### [Источник]
----------------------------------------

Статья: Группы интересов в политике

Объектом лоббирования становятся также правительственные органы, особенно силовые министерства. Основным средством влияния на исполнительную власть оказывается представляемая ей информация. В этом случае группы интересов действуют в основном через научно-исследовательские учреждения и консультативные фирмы, которые представляют политические рекомендации по широкому кругу вопросов, либо через специалистов в органах исполнительной власти.

Правительственная бюрократия является главным рычагом доступа к политическим решениям во всех политических системах. Привлекательность этого канала заключается в том, что позволяет более оперативно добиться необходимого решения и избежать публичных дискуссий. Трудность же заключается в том, что бюрократия, за исключением узкого круга высших должностных лиц, в силу специфики своего формирования – путем назначения на должность – не зависит от электорального процесса и практически не контролируется демократическими методами. Более того, некоторые ведомства сами активно занимаются политическим лоббированием, создавая для этой цели специальные органы связи с парламентами или конгрессами, выделяя для этой цели значительные ассигнования

Влияние на судебную систему также эффективно, с точки зрения общественного резонанса, в отношении важных и значимых политических проблем. Благоприятное решение по частному делу может изменить общую политику суда, но требует много времени и тщательной юридической подготовки. Поэтому этим каналом лоббирования группы интересов пользуются значительно реже.

Важным каналом политического влияния групп интересов являются политические партии, хотя высокая степень идеологизации, а также внутренняя иерархия и дисциплина ограничивают возможность его использования.

----------------------------------------

### [Исходный список]
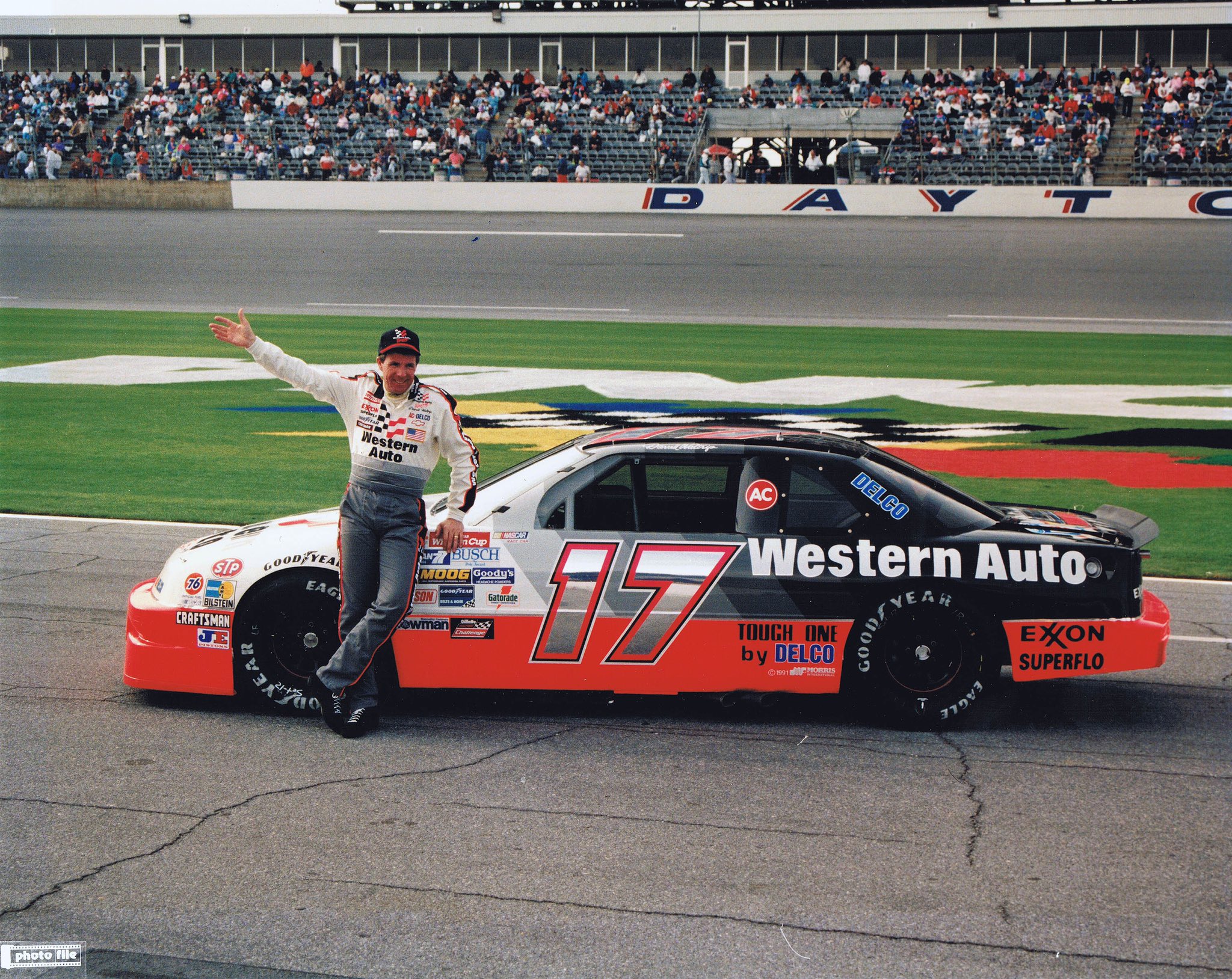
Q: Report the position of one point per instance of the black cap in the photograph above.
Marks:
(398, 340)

----------------------------------------

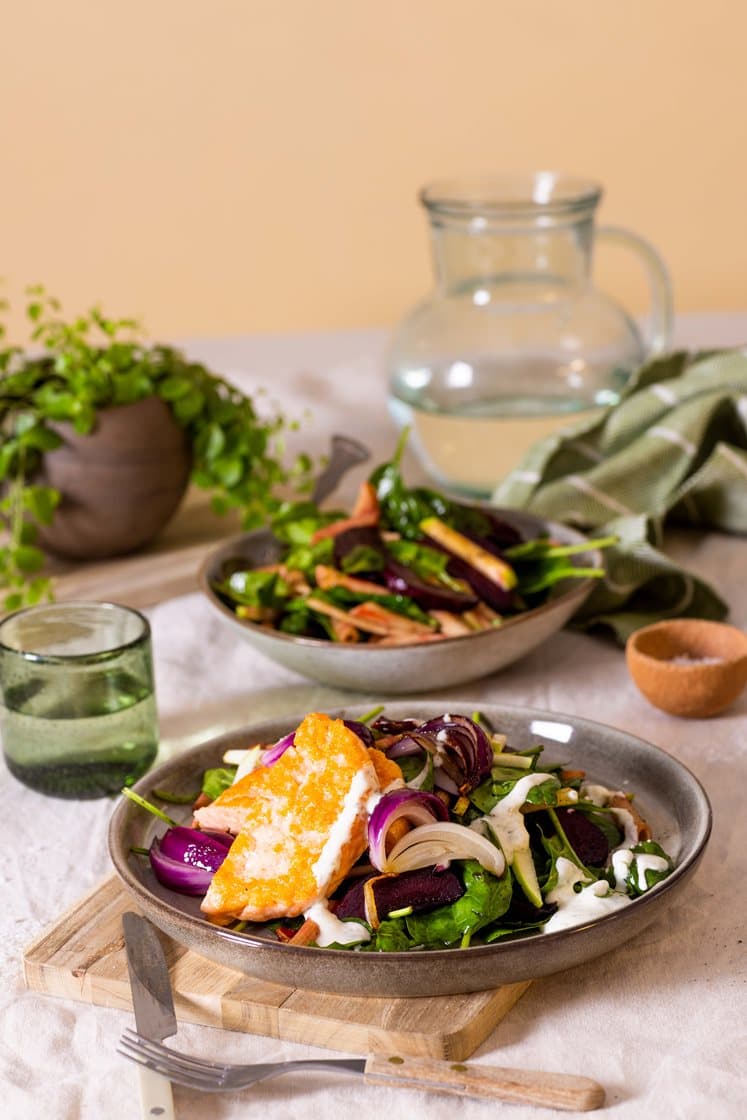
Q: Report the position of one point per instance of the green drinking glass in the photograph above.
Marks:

----------------------------------------

### [Задание 1]
Верно ли по статье о группах интересов каждое утверждение? Ответьте «да» или «нет» и приведите точные слова статьи, которые это решают.
(a) Главный способ влиять на исполнительную власть — передавать ей информацию.
(b) Группы интересов часто обращаются к судебной системе.
(c) Бюрократия в основном зависит от выборов.
### [Задание 2]
Ответьте на вопросы по статье о группах интересов:
(a) Через кого группы интересов в основном действуют, когда влияют на исполнительную власть?
(b) Чего требует благоприятное решение по частному делу в суде?
(c) Что ограничивает использование политических партий как канала влияния?
### [Задание 3]
Перепечатайте из статьи о группах интересов отрывок, который открывается словами «Влияние на судебную» и заканчивается словами «пользуются значительно реже.».
Список здесь не понадобится.

### [Ответ 1]
(a) Да: «Основным средством влияния на исполнительную власть оказывается представляемая ей информация».
(b) Нет: «этим каналом лоббирования группы интересов пользуются значительно реже».
(c) Нет: «не зависит от электорального процесса и практически не контролируется демократическими методами».

### [Ответ 2]
(a) Через научно-исследовательские учреждения и консультативные фирмы либо через специалистов в органах исполнительной власти.
(b) Много времени и тщательной юридической подготовки.
(c) Высокая степень идеологизации, а также внутренняя иерархия и дисциплина.

### [Ответ 3]
Влияние на судебную систему также эффективно, с точки зрения общественного резонанса, в отношении важных и значимых политических проблем. Благоприятное решение по частному делу может изменить общую политику суда, но требует много времени и тщательной юридической подготовки. Поэтому этим каналом лоббирования группы интересов пользуются значительно реже.